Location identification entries
— Start —

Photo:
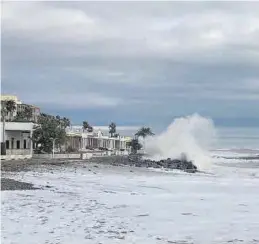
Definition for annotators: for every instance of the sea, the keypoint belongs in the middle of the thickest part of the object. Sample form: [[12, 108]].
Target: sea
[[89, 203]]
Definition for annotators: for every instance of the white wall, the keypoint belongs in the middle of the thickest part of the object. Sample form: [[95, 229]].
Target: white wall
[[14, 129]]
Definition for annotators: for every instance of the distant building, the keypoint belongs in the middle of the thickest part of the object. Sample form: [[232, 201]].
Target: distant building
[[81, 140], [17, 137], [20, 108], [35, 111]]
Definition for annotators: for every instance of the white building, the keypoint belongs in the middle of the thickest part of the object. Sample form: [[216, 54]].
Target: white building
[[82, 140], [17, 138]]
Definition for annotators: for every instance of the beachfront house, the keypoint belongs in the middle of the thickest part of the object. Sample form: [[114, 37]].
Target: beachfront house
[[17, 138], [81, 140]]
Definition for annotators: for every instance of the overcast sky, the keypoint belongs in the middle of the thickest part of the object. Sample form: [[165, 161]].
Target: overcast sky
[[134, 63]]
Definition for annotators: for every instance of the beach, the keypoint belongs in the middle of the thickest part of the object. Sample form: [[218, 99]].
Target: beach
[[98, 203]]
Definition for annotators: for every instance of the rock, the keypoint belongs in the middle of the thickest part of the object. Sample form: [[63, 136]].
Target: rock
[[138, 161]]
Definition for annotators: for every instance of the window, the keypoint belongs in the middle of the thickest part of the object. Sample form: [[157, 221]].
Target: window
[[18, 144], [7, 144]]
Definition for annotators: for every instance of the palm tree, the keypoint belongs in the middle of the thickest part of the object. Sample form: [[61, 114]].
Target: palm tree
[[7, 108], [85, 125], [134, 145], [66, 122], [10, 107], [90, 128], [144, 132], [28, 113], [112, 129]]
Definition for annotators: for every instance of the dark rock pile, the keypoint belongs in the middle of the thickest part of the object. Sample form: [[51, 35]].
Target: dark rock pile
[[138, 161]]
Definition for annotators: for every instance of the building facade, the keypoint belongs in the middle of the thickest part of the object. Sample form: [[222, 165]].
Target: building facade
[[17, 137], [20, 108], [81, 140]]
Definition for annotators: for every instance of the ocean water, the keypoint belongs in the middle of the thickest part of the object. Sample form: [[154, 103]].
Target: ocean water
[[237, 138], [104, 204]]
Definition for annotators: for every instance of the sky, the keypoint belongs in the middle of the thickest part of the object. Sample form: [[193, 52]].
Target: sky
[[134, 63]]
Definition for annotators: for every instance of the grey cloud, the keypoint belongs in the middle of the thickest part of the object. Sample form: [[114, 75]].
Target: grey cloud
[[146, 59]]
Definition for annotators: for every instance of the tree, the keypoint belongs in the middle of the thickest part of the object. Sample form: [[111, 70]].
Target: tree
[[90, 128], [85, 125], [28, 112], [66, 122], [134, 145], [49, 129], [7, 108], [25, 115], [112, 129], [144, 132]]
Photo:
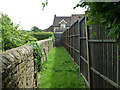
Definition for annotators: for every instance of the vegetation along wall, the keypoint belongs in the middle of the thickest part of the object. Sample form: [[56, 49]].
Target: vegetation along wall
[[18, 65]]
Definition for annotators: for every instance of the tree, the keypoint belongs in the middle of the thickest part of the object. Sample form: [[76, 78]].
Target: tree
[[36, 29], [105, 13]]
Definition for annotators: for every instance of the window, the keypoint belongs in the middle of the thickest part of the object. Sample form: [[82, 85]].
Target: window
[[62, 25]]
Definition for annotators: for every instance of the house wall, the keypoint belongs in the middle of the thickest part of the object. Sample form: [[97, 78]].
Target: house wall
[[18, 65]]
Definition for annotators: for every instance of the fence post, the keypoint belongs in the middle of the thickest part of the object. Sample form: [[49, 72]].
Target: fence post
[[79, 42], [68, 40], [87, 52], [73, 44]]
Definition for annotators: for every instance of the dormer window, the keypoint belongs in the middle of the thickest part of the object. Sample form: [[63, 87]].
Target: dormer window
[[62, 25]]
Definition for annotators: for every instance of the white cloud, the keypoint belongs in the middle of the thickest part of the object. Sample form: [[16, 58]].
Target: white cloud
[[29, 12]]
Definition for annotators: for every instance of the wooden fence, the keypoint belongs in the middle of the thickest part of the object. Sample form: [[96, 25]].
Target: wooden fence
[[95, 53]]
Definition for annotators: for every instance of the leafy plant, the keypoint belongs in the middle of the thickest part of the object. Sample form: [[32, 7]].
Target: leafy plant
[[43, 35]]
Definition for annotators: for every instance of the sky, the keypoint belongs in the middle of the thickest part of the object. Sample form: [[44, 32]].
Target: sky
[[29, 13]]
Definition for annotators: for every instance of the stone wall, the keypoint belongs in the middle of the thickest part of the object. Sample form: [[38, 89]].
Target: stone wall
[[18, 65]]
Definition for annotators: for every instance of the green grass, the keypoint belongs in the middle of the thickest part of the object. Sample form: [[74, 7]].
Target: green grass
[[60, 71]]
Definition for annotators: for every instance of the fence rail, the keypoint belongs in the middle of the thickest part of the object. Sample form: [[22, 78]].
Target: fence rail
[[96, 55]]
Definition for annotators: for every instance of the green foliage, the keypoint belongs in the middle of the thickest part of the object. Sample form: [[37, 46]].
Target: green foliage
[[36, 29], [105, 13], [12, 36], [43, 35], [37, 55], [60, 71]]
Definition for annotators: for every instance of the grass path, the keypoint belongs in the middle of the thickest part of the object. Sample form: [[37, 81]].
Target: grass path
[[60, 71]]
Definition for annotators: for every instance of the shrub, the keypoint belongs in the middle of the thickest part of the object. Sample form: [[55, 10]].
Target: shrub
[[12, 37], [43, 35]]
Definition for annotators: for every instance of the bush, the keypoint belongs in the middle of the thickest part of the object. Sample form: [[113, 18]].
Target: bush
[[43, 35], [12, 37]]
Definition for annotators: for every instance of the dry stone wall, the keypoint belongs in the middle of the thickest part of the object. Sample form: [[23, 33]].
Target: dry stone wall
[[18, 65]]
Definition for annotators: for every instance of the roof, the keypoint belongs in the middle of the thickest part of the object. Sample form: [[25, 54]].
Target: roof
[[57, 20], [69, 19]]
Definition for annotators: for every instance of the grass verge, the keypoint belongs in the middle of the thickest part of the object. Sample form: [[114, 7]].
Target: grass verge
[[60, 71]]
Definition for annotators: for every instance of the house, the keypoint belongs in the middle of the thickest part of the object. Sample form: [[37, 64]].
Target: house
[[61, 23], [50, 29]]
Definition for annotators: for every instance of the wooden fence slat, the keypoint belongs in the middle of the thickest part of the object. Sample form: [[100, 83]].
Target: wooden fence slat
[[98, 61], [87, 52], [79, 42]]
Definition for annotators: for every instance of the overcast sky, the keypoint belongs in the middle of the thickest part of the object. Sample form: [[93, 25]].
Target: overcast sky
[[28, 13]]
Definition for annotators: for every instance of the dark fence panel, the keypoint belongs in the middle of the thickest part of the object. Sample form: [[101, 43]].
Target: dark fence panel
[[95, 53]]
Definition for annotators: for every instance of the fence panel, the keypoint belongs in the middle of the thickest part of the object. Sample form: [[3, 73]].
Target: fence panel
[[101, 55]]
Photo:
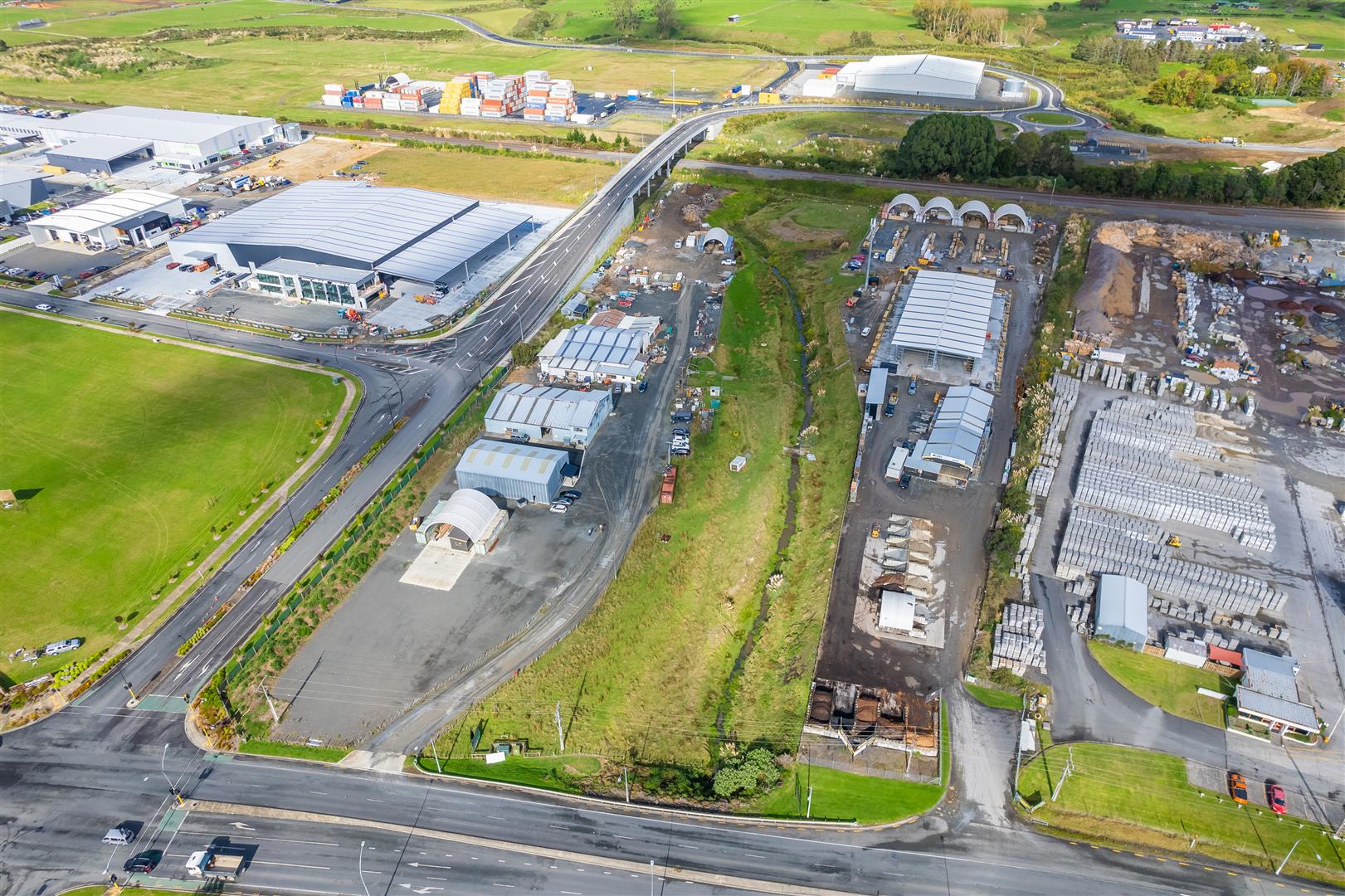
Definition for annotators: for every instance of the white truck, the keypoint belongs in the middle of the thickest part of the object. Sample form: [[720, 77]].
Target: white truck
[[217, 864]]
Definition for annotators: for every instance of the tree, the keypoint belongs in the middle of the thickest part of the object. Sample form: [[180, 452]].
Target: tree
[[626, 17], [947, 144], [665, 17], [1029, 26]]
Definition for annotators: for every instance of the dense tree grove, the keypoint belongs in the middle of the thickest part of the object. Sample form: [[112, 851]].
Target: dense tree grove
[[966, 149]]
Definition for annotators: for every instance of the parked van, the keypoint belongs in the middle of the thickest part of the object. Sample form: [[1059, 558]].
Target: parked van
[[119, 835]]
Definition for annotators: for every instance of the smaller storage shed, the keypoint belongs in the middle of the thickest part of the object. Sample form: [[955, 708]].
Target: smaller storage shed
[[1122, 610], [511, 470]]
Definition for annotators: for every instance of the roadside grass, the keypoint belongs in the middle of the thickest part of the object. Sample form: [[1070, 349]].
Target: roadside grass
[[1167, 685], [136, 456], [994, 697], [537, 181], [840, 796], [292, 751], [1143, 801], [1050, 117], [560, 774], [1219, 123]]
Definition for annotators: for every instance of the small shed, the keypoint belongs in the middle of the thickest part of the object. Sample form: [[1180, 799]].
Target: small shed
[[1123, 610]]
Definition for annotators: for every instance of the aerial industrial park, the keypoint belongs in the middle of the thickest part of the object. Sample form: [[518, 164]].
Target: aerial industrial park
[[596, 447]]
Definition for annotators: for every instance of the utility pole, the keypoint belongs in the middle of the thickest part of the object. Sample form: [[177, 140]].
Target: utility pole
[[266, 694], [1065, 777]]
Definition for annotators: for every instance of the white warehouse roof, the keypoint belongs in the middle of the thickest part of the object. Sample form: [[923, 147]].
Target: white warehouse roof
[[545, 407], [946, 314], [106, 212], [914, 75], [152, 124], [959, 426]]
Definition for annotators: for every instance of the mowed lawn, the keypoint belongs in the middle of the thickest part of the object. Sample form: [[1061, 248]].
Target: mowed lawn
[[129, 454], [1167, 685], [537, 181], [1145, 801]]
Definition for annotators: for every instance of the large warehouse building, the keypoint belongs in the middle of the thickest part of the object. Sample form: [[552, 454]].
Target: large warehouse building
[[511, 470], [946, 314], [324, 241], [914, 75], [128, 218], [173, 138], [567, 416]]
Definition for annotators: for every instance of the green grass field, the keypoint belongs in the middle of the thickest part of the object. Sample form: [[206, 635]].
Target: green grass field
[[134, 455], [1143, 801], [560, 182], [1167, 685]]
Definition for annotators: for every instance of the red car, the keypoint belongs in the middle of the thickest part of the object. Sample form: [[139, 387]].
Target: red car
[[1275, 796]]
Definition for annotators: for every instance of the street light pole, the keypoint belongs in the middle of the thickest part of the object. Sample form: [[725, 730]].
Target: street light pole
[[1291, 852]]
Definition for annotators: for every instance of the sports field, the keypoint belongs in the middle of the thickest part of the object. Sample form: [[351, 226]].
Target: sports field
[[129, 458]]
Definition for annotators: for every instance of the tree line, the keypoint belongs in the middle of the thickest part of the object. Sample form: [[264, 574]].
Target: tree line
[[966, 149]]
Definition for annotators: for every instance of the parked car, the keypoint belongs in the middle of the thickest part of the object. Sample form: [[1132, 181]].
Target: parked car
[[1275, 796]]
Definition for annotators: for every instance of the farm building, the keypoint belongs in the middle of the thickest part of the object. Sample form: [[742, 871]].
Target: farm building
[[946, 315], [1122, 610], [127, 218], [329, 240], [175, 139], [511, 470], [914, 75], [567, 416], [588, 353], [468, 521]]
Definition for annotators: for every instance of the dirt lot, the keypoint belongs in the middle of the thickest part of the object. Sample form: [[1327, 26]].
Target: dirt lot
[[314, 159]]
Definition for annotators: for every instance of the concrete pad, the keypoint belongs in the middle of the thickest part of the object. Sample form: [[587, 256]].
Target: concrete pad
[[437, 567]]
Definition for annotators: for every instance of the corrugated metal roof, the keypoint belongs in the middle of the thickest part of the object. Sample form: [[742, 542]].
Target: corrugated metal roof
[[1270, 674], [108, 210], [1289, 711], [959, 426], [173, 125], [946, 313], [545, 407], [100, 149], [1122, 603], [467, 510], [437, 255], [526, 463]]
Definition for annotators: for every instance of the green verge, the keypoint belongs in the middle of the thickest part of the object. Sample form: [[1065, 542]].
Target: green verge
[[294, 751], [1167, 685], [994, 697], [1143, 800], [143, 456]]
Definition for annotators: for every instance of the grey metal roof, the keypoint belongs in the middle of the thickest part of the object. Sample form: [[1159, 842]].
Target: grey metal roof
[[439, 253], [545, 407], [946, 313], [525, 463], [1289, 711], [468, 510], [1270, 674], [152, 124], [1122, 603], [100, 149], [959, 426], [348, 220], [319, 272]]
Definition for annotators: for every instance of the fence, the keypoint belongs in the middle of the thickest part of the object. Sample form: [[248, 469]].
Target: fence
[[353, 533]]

— End —

[Description of the task] Extract every line from the one containing "Definition for annotators: for every instance of the corrugated" to the end of the entries, including both of those lines, exactly as given and with nothing added.

[Exercise response]
Definition for annotators: for every instance of the corrugated metal roof, the keypoint belongs in the middle of the thickest part of the object. Sample form: [[742, 542]].
Target: corrugated metal roof
[[1270, 674], [108, 210], [1289, 711], [959, 426], [173, 125], [946, 313], [545, 407], [100, 149], [1122, 603], [467, 510], [437, 255], [526, 463]]
Definition for annotators: for every instance of the green verge, the keypoint belongs in the middle of the thickest part of the object. Sample form: [[1065, 542]].
Target: green verge
[[294, 751], [1167, 685], [994, 697], [1143, 800], [143, 456]]
Definition for annotators: for every instance of the grey metal roof, the keypoint belongs in the middle of the thickest part of the object. Sample form: [[1159, 842]].
Target: grey metal roof
[[439, 253], [545, 407], [946, 313], [525, 463], [1289, 711], [468, 510], [1270, 674], [152, 124], [1122, 603], [100, 149], [959, 426], [348, 220], [319, 272]]
Definition for annotators: for every instance of the fence, the keypoint belongs in the middle of the thickest part of the object. Sample form: [[248, 469]].
Target: fence
[[353, 533]]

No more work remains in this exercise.